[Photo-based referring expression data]
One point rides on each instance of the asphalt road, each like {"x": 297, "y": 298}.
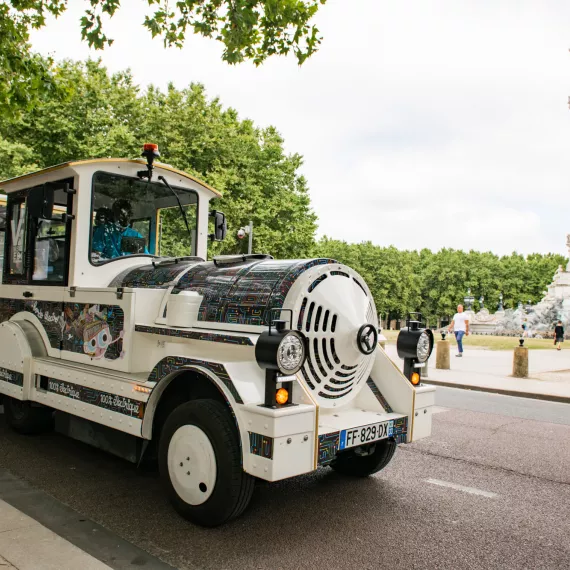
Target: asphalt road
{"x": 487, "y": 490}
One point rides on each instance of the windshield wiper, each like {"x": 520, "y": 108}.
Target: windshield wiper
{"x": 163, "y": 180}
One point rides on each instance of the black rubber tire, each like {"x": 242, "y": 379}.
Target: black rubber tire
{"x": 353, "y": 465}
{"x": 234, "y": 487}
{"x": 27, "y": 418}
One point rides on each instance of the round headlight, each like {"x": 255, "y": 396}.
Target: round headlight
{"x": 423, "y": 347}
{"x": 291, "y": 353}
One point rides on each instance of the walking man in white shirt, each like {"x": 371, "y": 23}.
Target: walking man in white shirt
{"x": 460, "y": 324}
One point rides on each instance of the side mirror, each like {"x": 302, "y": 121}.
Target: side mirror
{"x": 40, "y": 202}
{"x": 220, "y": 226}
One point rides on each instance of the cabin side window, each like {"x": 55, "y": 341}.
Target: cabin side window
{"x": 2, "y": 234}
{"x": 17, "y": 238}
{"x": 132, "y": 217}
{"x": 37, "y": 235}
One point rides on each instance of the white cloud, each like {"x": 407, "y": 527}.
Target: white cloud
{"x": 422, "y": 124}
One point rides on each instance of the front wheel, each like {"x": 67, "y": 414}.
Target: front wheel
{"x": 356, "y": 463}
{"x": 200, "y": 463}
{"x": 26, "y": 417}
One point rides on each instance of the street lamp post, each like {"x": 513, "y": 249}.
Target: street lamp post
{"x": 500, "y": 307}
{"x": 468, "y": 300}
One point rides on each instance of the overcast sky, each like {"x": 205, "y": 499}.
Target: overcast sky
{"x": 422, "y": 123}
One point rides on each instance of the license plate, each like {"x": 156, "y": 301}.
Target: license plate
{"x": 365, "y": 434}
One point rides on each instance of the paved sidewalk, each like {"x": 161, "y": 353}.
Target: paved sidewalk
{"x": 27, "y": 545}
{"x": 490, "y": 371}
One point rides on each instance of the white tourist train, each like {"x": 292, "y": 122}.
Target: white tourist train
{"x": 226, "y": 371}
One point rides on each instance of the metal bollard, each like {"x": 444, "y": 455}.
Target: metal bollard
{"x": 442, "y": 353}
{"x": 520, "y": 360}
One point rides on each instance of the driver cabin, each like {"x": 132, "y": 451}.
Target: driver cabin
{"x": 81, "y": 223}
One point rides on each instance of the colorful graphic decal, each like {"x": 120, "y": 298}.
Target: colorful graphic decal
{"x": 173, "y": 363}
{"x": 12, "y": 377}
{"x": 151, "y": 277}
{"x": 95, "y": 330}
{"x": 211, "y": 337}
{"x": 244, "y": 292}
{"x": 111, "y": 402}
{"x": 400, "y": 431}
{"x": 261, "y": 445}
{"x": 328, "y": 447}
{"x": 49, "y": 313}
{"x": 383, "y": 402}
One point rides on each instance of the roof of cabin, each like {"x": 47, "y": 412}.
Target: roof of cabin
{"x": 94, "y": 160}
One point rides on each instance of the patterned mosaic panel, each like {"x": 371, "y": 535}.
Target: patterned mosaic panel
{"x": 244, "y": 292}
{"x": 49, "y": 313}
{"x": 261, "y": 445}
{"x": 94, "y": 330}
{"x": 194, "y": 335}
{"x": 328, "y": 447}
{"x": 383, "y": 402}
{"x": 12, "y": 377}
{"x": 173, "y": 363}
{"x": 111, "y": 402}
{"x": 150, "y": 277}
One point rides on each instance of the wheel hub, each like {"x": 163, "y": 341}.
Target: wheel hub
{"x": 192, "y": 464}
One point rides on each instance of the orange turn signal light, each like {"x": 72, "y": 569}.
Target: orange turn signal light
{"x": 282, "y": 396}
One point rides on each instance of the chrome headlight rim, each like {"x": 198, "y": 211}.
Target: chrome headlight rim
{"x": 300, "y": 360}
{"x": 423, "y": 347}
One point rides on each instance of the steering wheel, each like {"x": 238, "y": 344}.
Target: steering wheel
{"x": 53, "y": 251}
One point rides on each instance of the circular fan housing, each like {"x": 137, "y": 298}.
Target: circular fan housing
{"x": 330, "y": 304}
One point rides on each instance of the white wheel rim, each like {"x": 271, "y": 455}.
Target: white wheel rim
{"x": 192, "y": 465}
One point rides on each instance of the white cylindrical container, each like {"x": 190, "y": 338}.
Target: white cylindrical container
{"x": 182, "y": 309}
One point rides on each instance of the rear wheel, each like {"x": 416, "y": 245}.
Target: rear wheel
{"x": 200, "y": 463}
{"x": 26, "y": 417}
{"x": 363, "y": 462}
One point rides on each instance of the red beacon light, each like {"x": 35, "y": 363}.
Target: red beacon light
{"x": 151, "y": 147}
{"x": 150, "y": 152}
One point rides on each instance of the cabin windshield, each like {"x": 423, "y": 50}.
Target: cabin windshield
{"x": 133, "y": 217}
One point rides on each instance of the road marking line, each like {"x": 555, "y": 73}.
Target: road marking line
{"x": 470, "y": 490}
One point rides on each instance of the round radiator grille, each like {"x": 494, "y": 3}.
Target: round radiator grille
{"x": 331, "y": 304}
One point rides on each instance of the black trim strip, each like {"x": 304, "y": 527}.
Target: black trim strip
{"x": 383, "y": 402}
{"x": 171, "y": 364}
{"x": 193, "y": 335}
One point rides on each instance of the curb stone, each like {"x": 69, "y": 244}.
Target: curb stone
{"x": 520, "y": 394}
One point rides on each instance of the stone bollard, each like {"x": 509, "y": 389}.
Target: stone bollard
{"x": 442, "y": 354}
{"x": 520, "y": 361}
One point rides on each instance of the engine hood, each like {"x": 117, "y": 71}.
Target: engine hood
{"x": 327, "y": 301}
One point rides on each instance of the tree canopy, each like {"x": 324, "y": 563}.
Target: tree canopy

> Your task
When you reach the line containing "One point rides on each instance of the patterned" in the data above, start copying exactly, and stop after the line containing "One point rides on each instance of the wheel".

> Response box
One point rides on each instance of the patterned mosaic panel, each like {"x": 371, "y": 535}.
Target: patterned mosaic panel
{"x": 244, "y": 292}
{"x": 49, "y": 313}
{"x": 261, "y": 445}
{"x": 94, "y": 330}
{"x": 194, "y": 335}
{"x": 328, "y": 447}
{"x": 383, "y": 402}
{"x": 12, "y": 377}
{"x": 173, "y": 363}
{"x": 111, "y": 402}
{"x": 150, "y": 277}
One point rides on each instance of the wheel hub, each like {"x": 163, "y": 341}.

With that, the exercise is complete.